* Text section *
━━━━━━━━━━━━━━━━━━━━
I’ve been wondering the same thing, but since I’m a planner and an architect, I’ve been wondering about it more on a physical and infrastructural level than about who supports it.

Ultimately, I think Trumps’ mass deportation will be credited with a sort of economic boom, at least for some sectors, in an even larger way than a massive infrastructure program might. Since I haven’t seen others analyzing what the program would actually entail, I decided to do some rough calculations based on land use, detention center size, and logistics to come up with one idea of how the camps might work. In my view, the mass expulsion industry will supplement prison privatization, and will likely become some of the most lucrative (and–by nature of their newness, their variation by state, and their immediate implementation–the most corrupt) government contracts available.

As I wrote here, after extremely aggressive enforcement early in the program, we might assume that about 3% of all undocumented immigrants (or about 360,000 people) could be held at one time. This leads us to expect a minimum of 200 US detention camps, each sized somewhat similarly to the largest US prisons, where we would expect to see the construction of a complement of storage facilities, parking, truck staging, maintenance, healthcare services, buildings for federal offices and hearings, facilities for housing those assisting with appeals, buffer zones, land set asides, etc. That suggests that each of these camps would occupy about 1,000 acres apiece, depending upon location, and each may even be coupled with its own deportation center airport or station. Each will, by its size, have a distinct presence in the landscape that will be an appropriate reminder of our increasingly militarized & aggressive society. We would anticipate that every camp will become a lot like a small heavily-militarized independent city, or may even take planning cues from an overseas military base in addition to US prison facilities.
━━━━━━━━━━━━━━━━━━━━
* Direction 1 *
Translate this sentence from the text about detention camps into Spanish: "Each will, by its size, have a distinct presence in the landscape that will be an appropriate reminder of our increasingly militarized & aggressive society."
* Direction 2 *
Write out the stretch from "I’ve been wondering the" through "who supports it." in the text about detention camps, keeping every word and punctuation mark unchanged.

* Information shown *
━━━━━━━━━━━━━━━━━━━━
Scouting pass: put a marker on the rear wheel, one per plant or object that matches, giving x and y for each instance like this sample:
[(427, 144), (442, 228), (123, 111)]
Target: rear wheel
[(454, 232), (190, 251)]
━━━━━━━━━━━━━━━━━━━━
* Finished answer 1 *
Cada uno, por su tamaño, tendrá una presencia distintiva en el paisaje que será un recordatorio apropiado de nuestra sociedad cada vez más militarizada y agresiva.

* Finished answer 2 *
I’ve been wondering the same thing, but since I’m a planner and an architect, I’ve been wondering about it more on a physical and infrastructural level than about who supports it.